Excerpt to read:

GREENSBORO, N.C. — The International Civil Rights Center & Museum will host ‘The Moment, The Music, The Movement,’ honoring the 50th anniversary of the desegregation of the F.W. Woolworth lunch counter. The celebration will be held at the Empire Room and the Museum located in downtown Greensboro from 1 p.m. to 6 p.m. on July 25. Six months after the Greensboro sit-ins commenced, the store’s lunch counter was successfully integrated on July 25, 1960.

The Museum will honor four former F.W. Woolworth employees — Geneva Tisdale, Susie Morrison, Anetha Jones and Charles Bess. They were selected on July 25, 1960 by store manager Clarence “Curly” Harris to be the first African American customers served at the store’s lunch counter. By the end of that same week, more than 300 African Americans would be served at the Greensboro F.W. Woolworth lunch counter.

The Museum will also pay tribute to other F.W. Woolworth employees including Ima Edwards and Robert Moore who worked at the famous “five and dime” store during the landmark protests. Participants from the Greensboro sit-ins and those who protested at segregated eating facilities across the Triad are also invited.

“It is important that we remember the accomplishments achieved on this day,” said Museum Chairman and Co-founder Melvin “Skip” Alston. “We want to honor these individuals who played such an important and historic role in the sit-in story. This commemoration will honor them and their families.”

The afternoon will feature two main activities at the Empire Room: “A Civil Rights Ecumenical Service” and “Jubilee 2010.” Admission to the event is free. The Museum will also be open for tours of its exhibitions. General admission fees will apply for Museum tours.

A Civil Rights Ecumenical Service – 1 p.m. to 3 p.m.
The day will begin with “A Civil Rights Ecumenical Service,” as an assembly of clergy offers prayers for the Museum’s continued growth and development, as well as the nation’s progress and world peace. Vocalists and instrumentalists will also provide sacred musical selections along with songs identified with the civil rights movement. During the program, sit-in participants and former F.W. Woolworth employees will be acknowledged for their actions.

Jubilee 2010 – 3 p.m. to 6 p.m.
The afternoon will conclude with musical highlights from the movement and songs from other eras conveying the spirit of resistance, love of liberty and commitment to social change. The lineup is set to feature Boston’s House of Jazz All-Stars, the Destiny Brothers and R&B recording artist Shanna, among others.

The sit-in movement began at the Greensboro lunch counter on Feb. 1, 1960. Led by the Greensboro Four - Franklin McCain, Joseph McNeil, Ezell Blair (Jibreel Khazan) and David Richmond - it launched a movement that spread across 54 cities in nine states in six weeks.

“If the cold kept you away from the grand opening on February 1, don’t let the heat keep you away from experiencing what a taste of freedom was like on July 25th,” said Alston.

Data block:

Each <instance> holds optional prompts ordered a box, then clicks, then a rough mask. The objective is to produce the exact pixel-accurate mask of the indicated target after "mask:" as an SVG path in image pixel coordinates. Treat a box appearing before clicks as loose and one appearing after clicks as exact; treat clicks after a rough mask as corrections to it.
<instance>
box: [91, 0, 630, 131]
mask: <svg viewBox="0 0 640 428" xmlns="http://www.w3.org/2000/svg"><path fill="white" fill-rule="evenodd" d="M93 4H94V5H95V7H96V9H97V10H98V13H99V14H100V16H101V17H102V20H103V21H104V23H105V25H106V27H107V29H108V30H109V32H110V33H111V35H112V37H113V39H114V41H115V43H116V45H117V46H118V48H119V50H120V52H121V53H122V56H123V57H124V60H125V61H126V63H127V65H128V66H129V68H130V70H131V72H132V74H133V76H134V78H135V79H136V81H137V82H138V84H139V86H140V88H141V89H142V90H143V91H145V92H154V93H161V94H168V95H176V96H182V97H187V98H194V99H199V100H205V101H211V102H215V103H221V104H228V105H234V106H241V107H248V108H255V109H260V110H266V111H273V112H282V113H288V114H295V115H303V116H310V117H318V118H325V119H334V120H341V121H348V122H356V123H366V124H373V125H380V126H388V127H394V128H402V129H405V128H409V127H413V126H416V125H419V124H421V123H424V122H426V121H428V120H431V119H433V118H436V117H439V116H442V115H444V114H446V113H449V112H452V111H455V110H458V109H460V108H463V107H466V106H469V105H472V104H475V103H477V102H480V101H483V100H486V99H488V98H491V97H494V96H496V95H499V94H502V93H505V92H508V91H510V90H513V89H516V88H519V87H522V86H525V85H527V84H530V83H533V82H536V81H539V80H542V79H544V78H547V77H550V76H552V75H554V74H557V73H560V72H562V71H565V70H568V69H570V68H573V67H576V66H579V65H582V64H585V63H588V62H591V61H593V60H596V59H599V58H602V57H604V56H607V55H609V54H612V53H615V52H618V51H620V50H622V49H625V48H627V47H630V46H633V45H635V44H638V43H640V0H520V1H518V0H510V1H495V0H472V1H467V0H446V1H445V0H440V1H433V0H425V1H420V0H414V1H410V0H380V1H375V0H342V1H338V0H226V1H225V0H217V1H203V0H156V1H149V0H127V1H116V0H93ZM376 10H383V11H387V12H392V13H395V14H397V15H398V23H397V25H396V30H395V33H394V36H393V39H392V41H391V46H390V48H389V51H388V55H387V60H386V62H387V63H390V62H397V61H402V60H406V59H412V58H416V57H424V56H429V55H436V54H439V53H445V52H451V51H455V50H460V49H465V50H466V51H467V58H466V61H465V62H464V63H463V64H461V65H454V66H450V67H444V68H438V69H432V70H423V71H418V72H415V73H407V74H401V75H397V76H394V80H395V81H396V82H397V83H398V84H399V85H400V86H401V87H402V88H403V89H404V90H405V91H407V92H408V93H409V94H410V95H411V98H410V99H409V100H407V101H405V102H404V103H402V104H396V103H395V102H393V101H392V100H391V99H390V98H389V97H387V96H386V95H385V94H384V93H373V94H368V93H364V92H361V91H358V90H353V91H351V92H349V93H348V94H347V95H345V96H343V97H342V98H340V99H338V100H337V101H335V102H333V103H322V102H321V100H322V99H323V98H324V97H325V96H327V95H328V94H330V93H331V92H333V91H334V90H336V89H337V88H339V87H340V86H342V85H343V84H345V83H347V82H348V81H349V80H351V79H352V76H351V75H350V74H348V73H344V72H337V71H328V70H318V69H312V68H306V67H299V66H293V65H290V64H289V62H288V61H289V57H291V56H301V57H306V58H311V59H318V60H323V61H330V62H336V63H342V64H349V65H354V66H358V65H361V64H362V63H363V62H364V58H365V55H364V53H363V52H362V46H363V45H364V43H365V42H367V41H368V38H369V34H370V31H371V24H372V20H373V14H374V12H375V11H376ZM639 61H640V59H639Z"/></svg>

Description of the task:
Reproduce verbatim the passage of the Woolworth lunch counter anniversary article from "The Museum will honor" up to and including "are also invited.".

Written solution:
The Museum will honor four former F.W. Woolworth employees — Geneva Tisdale, Susie Morrison, Anetha Jones and Charles Bess. They were selected on July 25, 1960 by store manager Clarence “Curly” Harris to be the first African American customers served at the store’s lunch counter. By the end of that same week, more than 300 African Americans would be served at the Greensboro F.W. Woolworth lunch counter.

The Museum will also pay tribute to other F.W. Woolworth employees including Ima Edwards and Robert Moore who worked at the famous “five and dime” store during the landmark protests. Participants from the Greensboro sit-ins and those who protested at segregated eating facilities across the Triad are also invited.